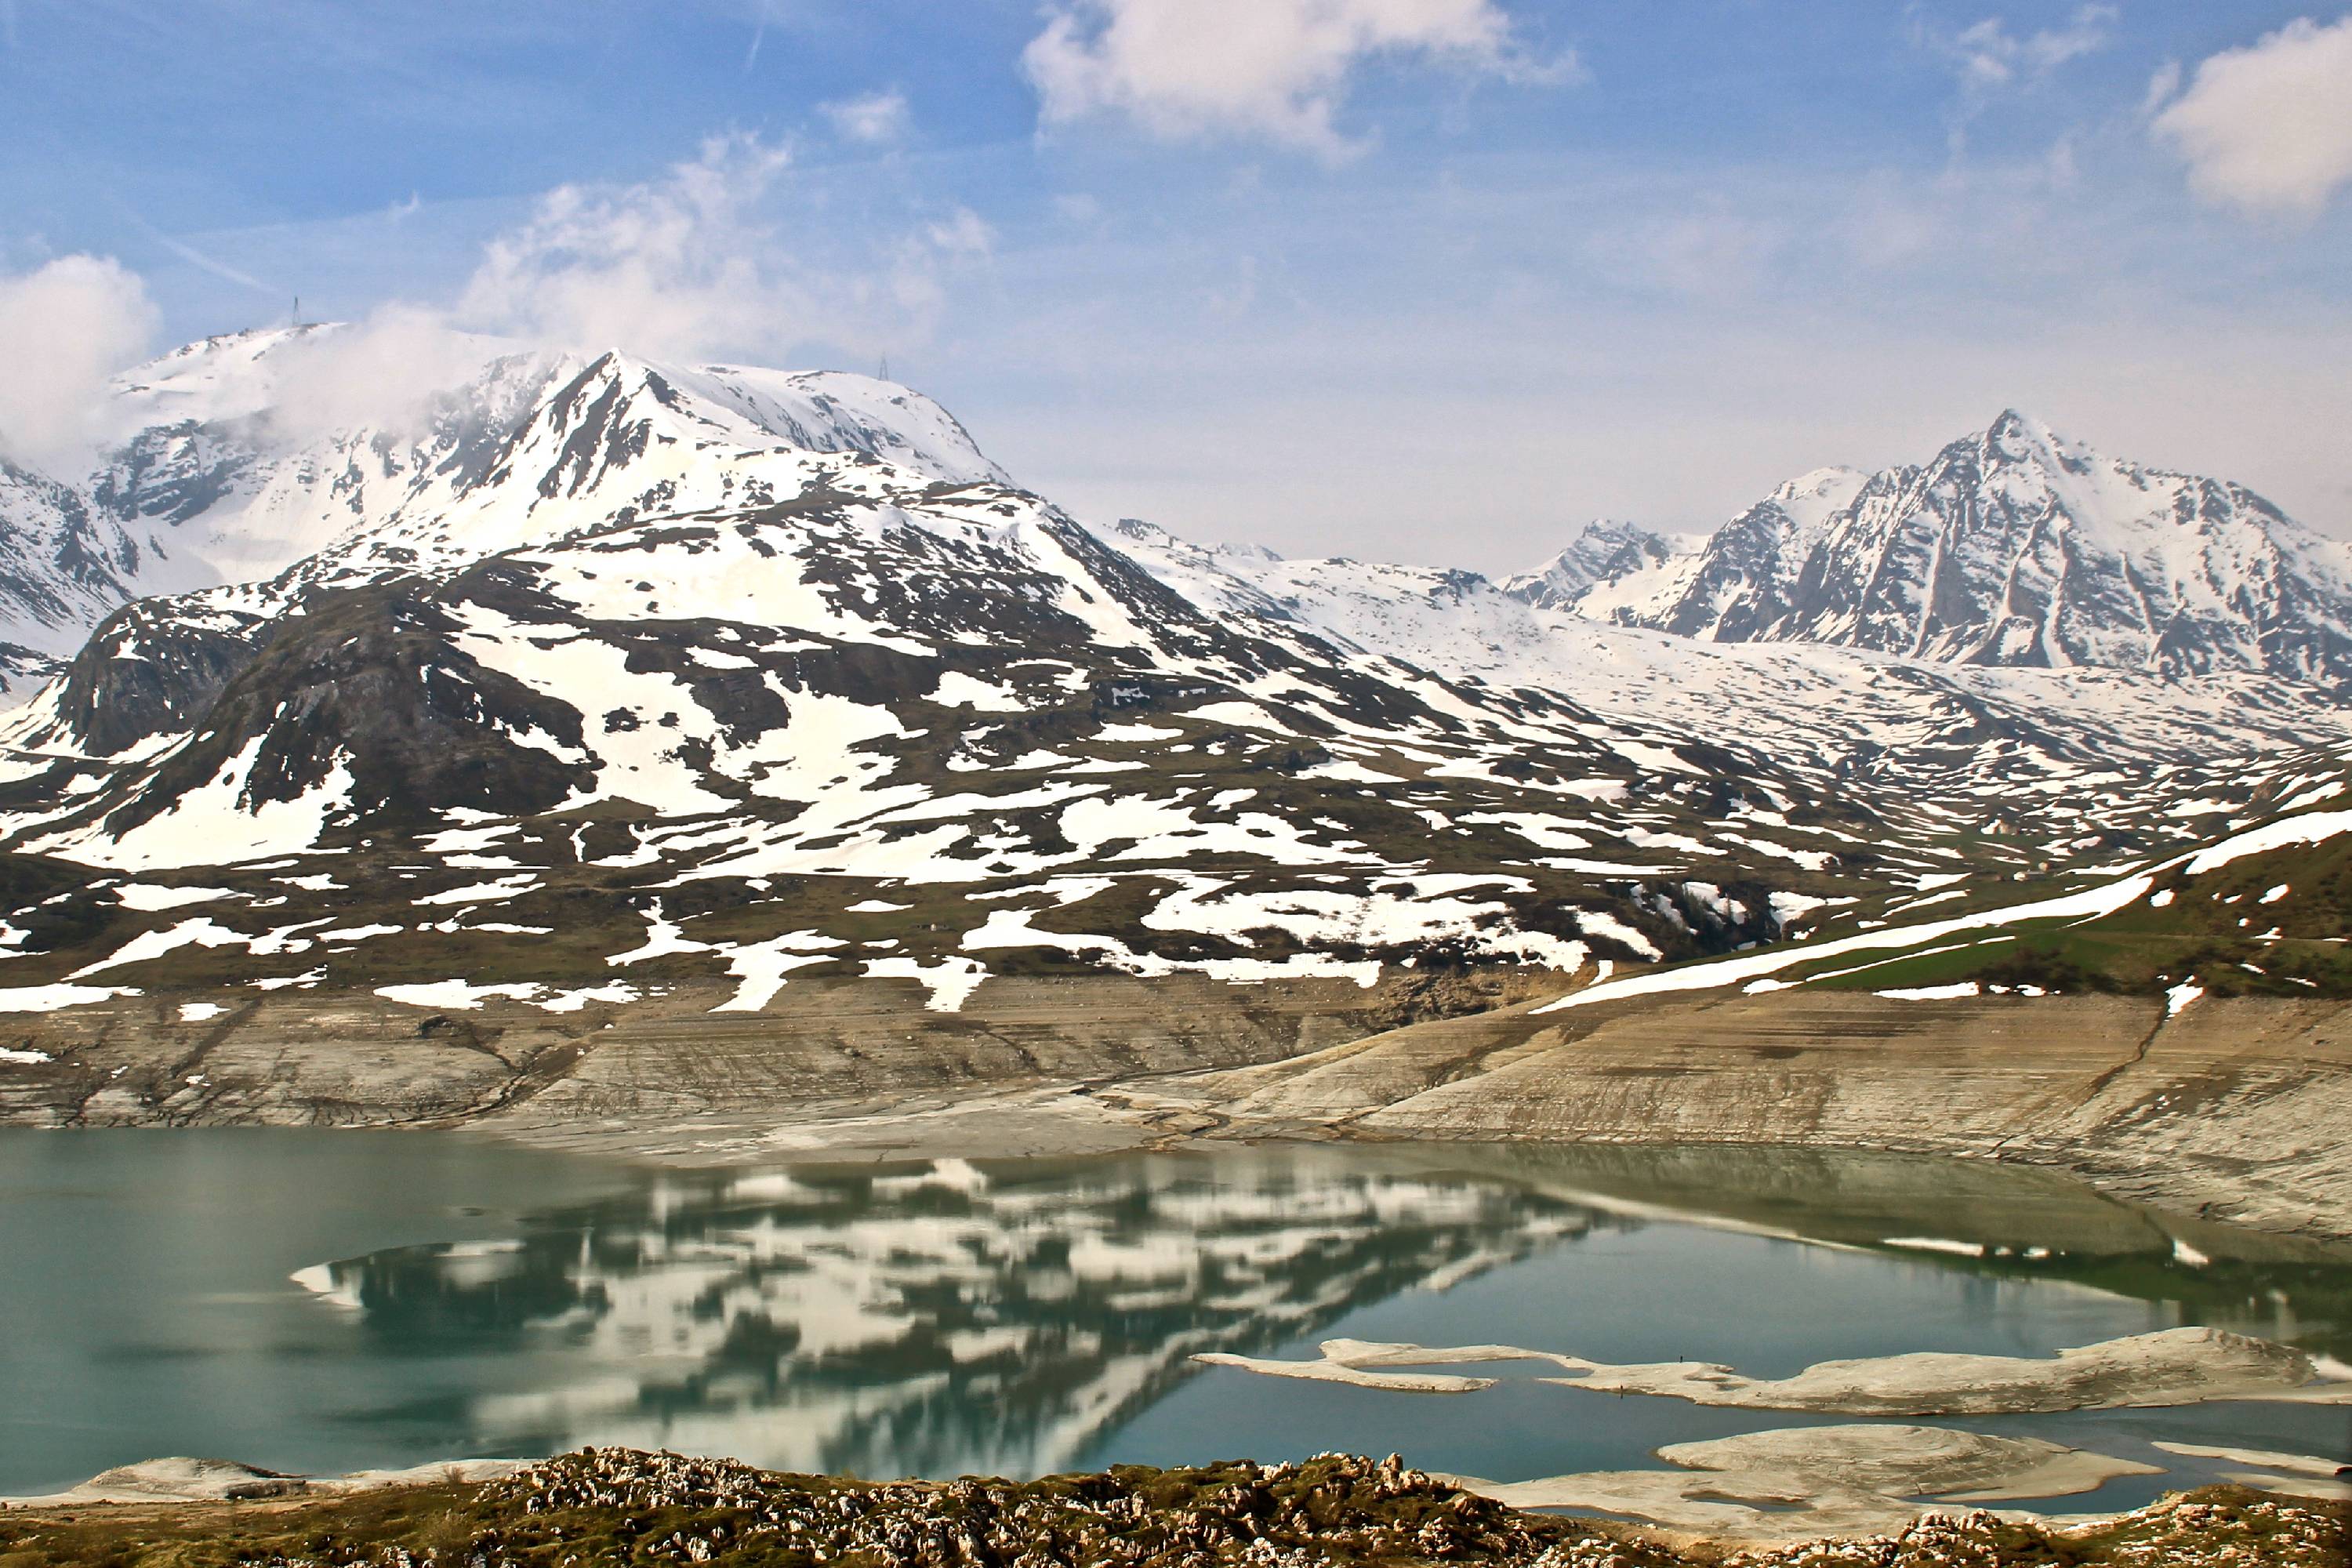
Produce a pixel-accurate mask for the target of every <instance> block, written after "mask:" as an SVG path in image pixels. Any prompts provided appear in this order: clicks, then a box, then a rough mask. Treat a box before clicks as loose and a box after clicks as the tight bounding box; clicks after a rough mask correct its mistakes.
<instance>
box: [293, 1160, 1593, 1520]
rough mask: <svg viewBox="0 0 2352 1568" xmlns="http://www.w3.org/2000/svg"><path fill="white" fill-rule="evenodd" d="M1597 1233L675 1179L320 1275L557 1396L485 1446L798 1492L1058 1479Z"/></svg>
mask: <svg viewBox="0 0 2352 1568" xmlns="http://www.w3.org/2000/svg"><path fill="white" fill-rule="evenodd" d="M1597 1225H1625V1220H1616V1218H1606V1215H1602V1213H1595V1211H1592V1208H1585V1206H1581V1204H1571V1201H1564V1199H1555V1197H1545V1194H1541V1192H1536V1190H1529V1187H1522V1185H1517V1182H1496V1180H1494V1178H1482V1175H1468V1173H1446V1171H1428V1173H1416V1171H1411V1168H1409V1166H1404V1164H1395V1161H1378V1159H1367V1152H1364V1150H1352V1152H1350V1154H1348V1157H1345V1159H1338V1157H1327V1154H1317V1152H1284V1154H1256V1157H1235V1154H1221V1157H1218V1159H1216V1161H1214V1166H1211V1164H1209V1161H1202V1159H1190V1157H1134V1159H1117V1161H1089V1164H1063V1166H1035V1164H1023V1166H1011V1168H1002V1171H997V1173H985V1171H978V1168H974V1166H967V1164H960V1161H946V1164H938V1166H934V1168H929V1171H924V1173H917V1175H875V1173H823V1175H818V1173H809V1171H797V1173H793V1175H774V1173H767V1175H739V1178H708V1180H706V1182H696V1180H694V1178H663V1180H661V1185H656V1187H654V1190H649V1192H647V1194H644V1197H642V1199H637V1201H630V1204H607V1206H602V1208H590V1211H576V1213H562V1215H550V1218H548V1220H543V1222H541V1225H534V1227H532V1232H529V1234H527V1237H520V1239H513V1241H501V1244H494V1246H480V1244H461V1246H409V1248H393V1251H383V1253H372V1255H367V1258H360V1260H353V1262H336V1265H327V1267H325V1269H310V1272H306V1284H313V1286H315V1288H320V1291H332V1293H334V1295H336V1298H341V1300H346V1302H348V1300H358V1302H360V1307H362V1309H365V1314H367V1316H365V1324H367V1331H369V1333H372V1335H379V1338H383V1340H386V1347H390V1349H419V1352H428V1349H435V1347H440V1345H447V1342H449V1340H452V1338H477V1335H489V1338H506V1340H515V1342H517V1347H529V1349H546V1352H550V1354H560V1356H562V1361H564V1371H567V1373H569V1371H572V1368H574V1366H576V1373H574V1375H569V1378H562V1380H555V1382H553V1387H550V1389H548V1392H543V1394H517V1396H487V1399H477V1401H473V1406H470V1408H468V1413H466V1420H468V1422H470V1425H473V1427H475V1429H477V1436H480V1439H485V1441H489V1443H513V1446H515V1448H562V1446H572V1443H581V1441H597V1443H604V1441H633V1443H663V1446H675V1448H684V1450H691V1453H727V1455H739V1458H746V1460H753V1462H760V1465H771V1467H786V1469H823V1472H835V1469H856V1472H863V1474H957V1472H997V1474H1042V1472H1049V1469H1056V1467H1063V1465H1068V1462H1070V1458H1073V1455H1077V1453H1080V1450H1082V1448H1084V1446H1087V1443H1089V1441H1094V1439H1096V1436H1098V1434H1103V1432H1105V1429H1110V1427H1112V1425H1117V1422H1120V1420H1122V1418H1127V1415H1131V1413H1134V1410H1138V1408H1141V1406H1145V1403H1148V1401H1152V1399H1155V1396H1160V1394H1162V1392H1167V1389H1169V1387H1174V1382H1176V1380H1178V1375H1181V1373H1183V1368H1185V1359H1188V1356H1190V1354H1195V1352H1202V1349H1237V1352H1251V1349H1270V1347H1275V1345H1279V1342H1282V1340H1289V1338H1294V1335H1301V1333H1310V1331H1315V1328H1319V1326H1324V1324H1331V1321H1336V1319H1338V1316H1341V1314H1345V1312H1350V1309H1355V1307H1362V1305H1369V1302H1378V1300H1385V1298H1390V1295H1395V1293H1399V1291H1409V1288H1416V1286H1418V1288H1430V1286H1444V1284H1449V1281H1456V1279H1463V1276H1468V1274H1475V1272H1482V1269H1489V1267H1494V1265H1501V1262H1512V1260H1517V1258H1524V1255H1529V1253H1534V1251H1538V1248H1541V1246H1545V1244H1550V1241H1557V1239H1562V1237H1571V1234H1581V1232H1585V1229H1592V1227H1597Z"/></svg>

----

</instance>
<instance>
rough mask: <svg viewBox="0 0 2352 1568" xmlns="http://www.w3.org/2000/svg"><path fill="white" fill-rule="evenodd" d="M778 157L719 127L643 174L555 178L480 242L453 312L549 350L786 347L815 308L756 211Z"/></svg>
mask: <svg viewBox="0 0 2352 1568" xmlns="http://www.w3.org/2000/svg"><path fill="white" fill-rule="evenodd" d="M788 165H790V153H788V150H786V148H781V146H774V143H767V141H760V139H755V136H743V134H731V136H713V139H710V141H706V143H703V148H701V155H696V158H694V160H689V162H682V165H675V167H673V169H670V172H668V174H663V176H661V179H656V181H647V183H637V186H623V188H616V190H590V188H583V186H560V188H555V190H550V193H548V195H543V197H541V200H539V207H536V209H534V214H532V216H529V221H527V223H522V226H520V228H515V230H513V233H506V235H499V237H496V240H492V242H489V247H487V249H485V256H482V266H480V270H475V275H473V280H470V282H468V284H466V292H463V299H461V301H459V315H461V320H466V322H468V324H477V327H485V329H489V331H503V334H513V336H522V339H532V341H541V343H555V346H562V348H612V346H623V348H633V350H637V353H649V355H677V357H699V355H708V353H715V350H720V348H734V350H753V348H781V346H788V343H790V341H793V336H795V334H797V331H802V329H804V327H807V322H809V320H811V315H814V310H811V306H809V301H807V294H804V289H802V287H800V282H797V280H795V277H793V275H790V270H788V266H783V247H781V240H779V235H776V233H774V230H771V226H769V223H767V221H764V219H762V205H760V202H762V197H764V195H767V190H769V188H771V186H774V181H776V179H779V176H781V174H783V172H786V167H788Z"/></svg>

----

Try it - Using the entries, count how many lines contain the string "instance". Write only the number.

Answer section - 4